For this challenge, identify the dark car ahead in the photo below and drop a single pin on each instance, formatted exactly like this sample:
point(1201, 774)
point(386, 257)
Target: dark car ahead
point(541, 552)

---

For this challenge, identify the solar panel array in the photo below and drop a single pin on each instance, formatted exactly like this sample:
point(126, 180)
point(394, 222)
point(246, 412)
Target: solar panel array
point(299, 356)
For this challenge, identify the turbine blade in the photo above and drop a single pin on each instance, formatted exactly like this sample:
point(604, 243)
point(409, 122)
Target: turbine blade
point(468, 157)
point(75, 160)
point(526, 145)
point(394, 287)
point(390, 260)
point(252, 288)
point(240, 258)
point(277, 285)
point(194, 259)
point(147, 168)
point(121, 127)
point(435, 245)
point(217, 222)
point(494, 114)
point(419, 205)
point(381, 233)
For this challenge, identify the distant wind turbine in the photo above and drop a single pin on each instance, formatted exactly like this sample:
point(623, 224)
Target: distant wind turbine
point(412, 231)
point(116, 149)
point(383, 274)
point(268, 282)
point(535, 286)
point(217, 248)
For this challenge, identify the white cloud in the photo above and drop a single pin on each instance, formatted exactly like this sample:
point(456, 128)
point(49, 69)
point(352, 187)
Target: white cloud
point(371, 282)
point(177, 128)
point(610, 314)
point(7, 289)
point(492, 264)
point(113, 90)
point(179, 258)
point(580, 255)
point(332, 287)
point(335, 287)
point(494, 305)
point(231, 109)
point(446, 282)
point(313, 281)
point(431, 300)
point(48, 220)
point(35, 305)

What you are asked to do — Copy out, unchanged, the lines of the listing from the one containing "For this challenge, identify the turbine" through the one containing "point(381, 233)", including both of those lines, and nothing else.

Final result —
For this challenge, identify the turbine blade in the photo above and drop a single pin on each instance, formatted exactly like this sample:
point(604, 243)
point(409, 122)
Target: turbine blade
point(468, 157)
point(75, 160)
point(526, 145)
point(394, 287)
point(390, 260)
point(252, 288)
point(240, 258)
point(277, 285)
point(194, 259)
point(147, 168)
point(121, 127)
point(435, 245)
point(217, 222)
point(494, 114)
point(419, 205)
point(381, 233)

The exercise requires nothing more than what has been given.